# STATED TASK:
Reproduce the following data word for word, leaving out the pictures.

# INPUT FOR THIS TASK:
--- Begin ---

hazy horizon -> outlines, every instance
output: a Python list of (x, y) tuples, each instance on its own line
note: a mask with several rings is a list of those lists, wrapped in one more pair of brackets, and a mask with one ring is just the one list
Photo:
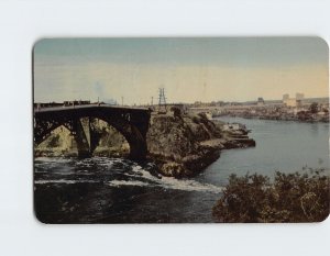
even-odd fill
[(125, 104), (329, 97), (319, 37), (50, 38), (34, 47), (35, 102)]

--- End ---

# RESULT FOR THIS EXERCISE:
hazy horizon -> outlines, every instance
output: a Python list of (x, y) tuples, each instance on its own line
note: a mask with several rings is a list of those lists, wrapped in one more pair of brackets, and a mask with one ring is just the one list
Photo:
even-odd fill
[(125, 104), (329, 97), (319, 37), (50, 38), (34, 47), (35, 102)]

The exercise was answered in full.